Sexual education doesn’t tend to stray anywhere past preaching of abstinence accompanied by mortifying stories about sexually transmitted diseases, but for people with disabilities, it’s not always considered a problem. A general idea perpetuated through the media attains that people with disabilities have no interest in sex, thereby making it unnecessary for them to see the pictures of people inflicted with chlamydia. Anyone from marginalized groups, including LGBTQ+ people of color, isn’t going to find themselves represented in their high school education classes, but the kids in the special needs program aren’t even given the opportunity to participate at all.

School districts find it difficult to address these issues in sexual education classes. Since there are a variety of disabilities that need a specific method of teaching, teachers feel uncomfortable in handling all the responsibilities. Professionals who understand and are confident in their knowledge must be hired for such classes. Children deserve to receive the best information needed for them to understand their sexual identity, particularly children with disabilities who may not have access to these resources in any other form.

Infantilization by parents of children with disabilities erases those children’s primary source of sexual education. Parents may feel anxious or uncomfortable when it comes to their children growing up and going through changes, so much so that any conversation about sexuality is never on the table. If schools are also not providing that education, children with disabilities will grow up with feelings they don’t understand, potentially harming their sexual identity in the future.

People with disabilities are at a much higher risk for sexual assault as opposed to neurotypical folks. Incidents at care centers aren’t uncommon and are partly attributed to the inability of doctors and nurses to communicate to their patients about sexual issues. Abuse is difficult to name for people who have never been taught to recognize it, and situations can occur right in a center for care if the workers don’t look to catch the signs. Especially when it comes to people who cannot communicate verbally — they must be given the resources to distinguish abuse.

Eugenics and forced sterilization in the past have contributed to present-day ideas on the sexual identities of people with disabilities. Debate arise on whether or not people with disabilities even have the capacity to understand what it is to be in a sexual relationship. Arguments on whether or not they can understand the consequences of sexual activity or what it means to be pregnant are baseless when considering the very real solution to such qualms: give people with disabilities the education that everyone should be awarded.

There are several neurotypical folks who have sexual relationships and get pregnant without a clear understanding of the consequences of those activities. Singling out people with disabilities on these issues is in direct relation with twentieth-century institutionalization’s forcing sterilization even after it was outlawed in 1942. Sexual education is a must in providing a means to understanding sexual identity and thereby an understanding in sexual safety and bodily autonomy. Everyone, but particularly those most vulnerable to harm, must have access to these resources.

* _Data below_
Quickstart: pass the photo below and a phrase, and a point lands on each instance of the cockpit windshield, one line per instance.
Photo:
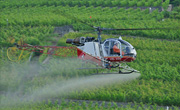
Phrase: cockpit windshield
(115, 47)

* _Your task_
In the text on sexual education for people with disabilities, in what year was forced sterilization outlawed? Rely only on the text, not the lines, for what comes next.

* _Response to the exercise_
1942